After the initial phase of instability there is a second stage in the trajectory in which the bullet is most stable. Toward the farther end of the trajectory there is another phase of instability. Yaw is a major factor in explaining the apparently aberrant bullet wounds seen in veterinary practice. Because animal tissues have a density at least 800 times that of air, yaw is magnified in proportion to the sudden increase in density. This increases the angle of presentation of the bullet by as much as 170¡ from point on flight, and since deceleration varies as the square of the angle of yaw, a highvelocity bullet may be stopped abruptly within the tissues, causing enormous destruction because of energy transfer. The forces of spin may still be operating, and the bullet, which is point on at impact, may yaw 170¡ in a few inches, increasing retardation 172 times, and reestablishing point on flight in a few more inches. This may result in a wound with small entrance and exit holes with massive destruction and bone shattering between.
As the projectile moves through the tissues, the tissues that are penetrated offer a resistance proportional to their elasticity, cohesiveness, and density. These tissue properties tend to oppose the bullet's inertia and slow it down. The characteristic pattern of bullet damage is set by these tissue properties.
________________
# To do
1: In the passage on bullet wounds, which three tissue properties set the resistance that penetrated tissue offers to a projectile?
2: Pick up the passage on bullet wounds after its final sentence and carry it on.

# Provided records
________________
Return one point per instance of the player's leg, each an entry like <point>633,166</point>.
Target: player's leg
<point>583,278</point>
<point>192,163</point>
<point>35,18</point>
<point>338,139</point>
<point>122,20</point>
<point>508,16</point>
________________
# Answer set
1: Elasticity, cohesiveness, and density.

2:
Muscle (specific gravity 1.02 to 1.04) and liver (specific gravity 1.01 to 1.02) have similar densities but react differently to the passage of high-velocity missiles. Skeletal muscle fibers are organized into distinct bundles within connective tissue envelopes. Each muscle fiber is enclosed by a sarcolemma and connective tissue endomysium. Several fibers may be grouped into a perimysium surrounded fasciculus. Several fasciculi wrapped in epimysium form the definitive muscle. The amount of connective tissue varies with the muscle. It includes collagen fibers, elastic fibers, reticular fibers, fibroblasts, and histiocytes. Arteries, veins, and lymphatic vessels form capillary plexuses around the muscle fibers. Nerves accompany the blood vessels. Liver, on the other hand, is covered by thin peritoneum superficially and a thin fibrous capsule which sends septae deep. Any other connective tissue is limited to the arteries, veins, Iymphatics, and bile ducts. The fine reticular fibers that support the reticuloendothelial system offer little resistance to disruptive forces. Both liver and muscle absorb the same amount of energy per centimeter of tissue, but the residual damage to the liver is greater, with.much tissue loss from the permanent cavity. An explanation for this phenomenon has been found in high-speed photographs taken of missiles passing through water, gelatin, and tissues. Early workers explained the explosive cavity through the "accelerated particle theory." In this theory, the bullet's energy is considered to be transferred to the soft tissues in front and to each side. Momentum is imparted and these tissue particles are forced away from the bullet path to act like secondary missiles. Once set in motion, the particle movement continues until its inertia is overcome by tissue resistance, leaving behind a large cavity. This temporary or "explosive" cavity will, at its maximum size, be almost 30 times that of the permanent wound track. This temporary cavity exists for no longer than several milliseconds, during which it undergoes several pulsating reductions to its permanent size, restoring the tissues to near their original positions.(14,27)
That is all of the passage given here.